[Data records]
++++++++++

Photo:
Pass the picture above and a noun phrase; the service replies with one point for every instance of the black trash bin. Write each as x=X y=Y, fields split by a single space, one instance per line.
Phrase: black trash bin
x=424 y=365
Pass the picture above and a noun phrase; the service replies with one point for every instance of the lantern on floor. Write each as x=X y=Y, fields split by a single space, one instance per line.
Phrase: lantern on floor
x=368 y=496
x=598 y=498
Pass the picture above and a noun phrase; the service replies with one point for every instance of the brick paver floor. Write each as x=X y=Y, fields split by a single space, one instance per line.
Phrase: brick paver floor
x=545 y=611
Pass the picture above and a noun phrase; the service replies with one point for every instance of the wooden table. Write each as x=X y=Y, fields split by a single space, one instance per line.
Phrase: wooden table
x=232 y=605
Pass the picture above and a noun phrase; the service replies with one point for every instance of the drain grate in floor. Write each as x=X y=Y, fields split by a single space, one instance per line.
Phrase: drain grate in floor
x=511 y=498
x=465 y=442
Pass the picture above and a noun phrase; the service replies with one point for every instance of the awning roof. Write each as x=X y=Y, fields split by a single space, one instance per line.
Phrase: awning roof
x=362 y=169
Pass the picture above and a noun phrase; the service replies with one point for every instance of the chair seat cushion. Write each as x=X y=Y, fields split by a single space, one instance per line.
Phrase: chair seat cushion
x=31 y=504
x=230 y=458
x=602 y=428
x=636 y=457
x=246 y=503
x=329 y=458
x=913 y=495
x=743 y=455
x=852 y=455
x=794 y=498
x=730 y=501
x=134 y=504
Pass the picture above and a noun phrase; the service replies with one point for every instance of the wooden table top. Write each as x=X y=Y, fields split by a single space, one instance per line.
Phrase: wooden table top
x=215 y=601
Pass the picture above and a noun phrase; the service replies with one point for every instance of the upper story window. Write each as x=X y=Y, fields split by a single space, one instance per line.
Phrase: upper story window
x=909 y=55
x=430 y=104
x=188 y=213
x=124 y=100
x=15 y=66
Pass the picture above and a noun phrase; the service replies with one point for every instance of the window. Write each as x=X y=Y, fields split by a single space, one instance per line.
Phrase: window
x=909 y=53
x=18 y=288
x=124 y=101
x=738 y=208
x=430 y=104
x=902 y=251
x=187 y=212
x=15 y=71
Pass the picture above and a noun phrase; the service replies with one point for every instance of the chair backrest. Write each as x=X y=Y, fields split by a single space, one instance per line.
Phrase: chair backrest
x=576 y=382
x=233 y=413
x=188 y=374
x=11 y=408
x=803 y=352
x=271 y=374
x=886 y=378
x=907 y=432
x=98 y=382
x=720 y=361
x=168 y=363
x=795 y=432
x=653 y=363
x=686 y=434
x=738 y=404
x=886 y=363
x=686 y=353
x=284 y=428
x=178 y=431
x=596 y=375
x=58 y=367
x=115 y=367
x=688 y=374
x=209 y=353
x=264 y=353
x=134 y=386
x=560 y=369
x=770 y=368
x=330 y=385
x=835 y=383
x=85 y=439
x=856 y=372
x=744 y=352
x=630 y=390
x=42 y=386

++++++++++

Could you write out the full data verbatim?

Photo:
Pass the picture above and a noun phrase; the service replies with one point for every instance of the black trash bin. Write each as x=X y=Y, fields split by a single space, one instance per line.
Phrase: black trash bin
x=424 y=365
Pass the picture above and a noun phrase; the service replies with one point for every instance of the lantern on floor. Write each as x=X y=Y, fields split by a single space, one instance per line.
Phrase: lantern on floor
x=368 y=496
x=598 y=498
Pass the picture above and a noun phrase; the service replies with one point for every instance of the brick paver floor. Write each as x=X y=Y, fields split by a single space, one instance per line.
Phrase: brick paver floor
x=545 y=611
Pass the picture above and a noun phrase; the service replies with one point for every instance of the wooden table. Write each as x=X y=Y, fields split by a single space, one instance per line.
Phrase: wooden table
x=232 y=605
Pass the picture above and a noun phrase; the service replies with one point for every instance of the drain grate in floor. Write each as x=X y=Y, fields split by a single space, one instance per line.
Phrase: drain grate in floor
x=511 y=498
x=465 y=442
Pass the picture above and a noun phrase; the service replies with one point for every instance of the awning roof. Write each as x=X y=Y, fields split by a single space, one instance per line.
Phrase: awning roof
x=362 y=169
Pass the picture above and a noun phrase; the service replies with one point for every instance of the chair seat cushion. Write each as x=X y=Y, fields split by a single space, one instance per line.
Phrase: chair seat cushion
x=31 y=504
x=230 y=458
x=602 y=428
x=636 y=457
x=246 y=503
x=329 y=458
x=913 y=495
x=743 y=455
x=852 y=455
x=794 y=498
x=730 y=501
x=134 y=504
Pass the picture above and a noun phrase; the service replies with one point for every instance of the wooden table top. Write each as x=X y=Y, fields split by a single space, one instance per line.
Phrase: wooden table top
x=215 y=601
Pass the picture above and a noun phrase; the service replies with one point for every instance of the upper story window. Write each as x=X y=Y, fields split by a single space, one instance per line.
Phrase: upper story window
x=909 y=55
x=430 y=104
x=188 y=213
x=124 y=100
x=15 y=66
Pass the picture above and a noun phrase; the service replies with one point for every instance of the window. Write each as x=X y=Y, fields split by a single space, one instance per line.
Phrase: window
x=909 y=53
x=18 y=288
x=124 y=101
x=738 y=208
x=430 y=104
x=902 y=251
x=187 y=212
x=15 y=71
Pass the picture above and a noun phrase; the service replies with one point for every instance of the chair backrest. Write each as x=X y=Y, fields split by a single space, one instance per line.
Phrase: chair backrest
x=576 y=382
x=233 y=413
x=188 y=374
x=11 y=408
x=803 y=352
x=271 y=374
x=886 y=378
x=907 y=432
x=98 y=382
x=720 y=361
x=168 y=363
x=795 y=432
x=653 y=363
x=686 y=434
x=738 y=404
x=886 y=363
x=686 y=353
x=284 y=428
x=178 y=431
x=596 y=375
x=58 y=367
x=115 y=367
x=688 y=374
x=209 y=353
x=264 y=353
x=134 y=386
x=560 y=369
x=770 y=368
x=330 y=385
x=835 y=383
x=85 y=439
x=856 y=372
x=744 y=352
x=630 y=390
x=42 y=386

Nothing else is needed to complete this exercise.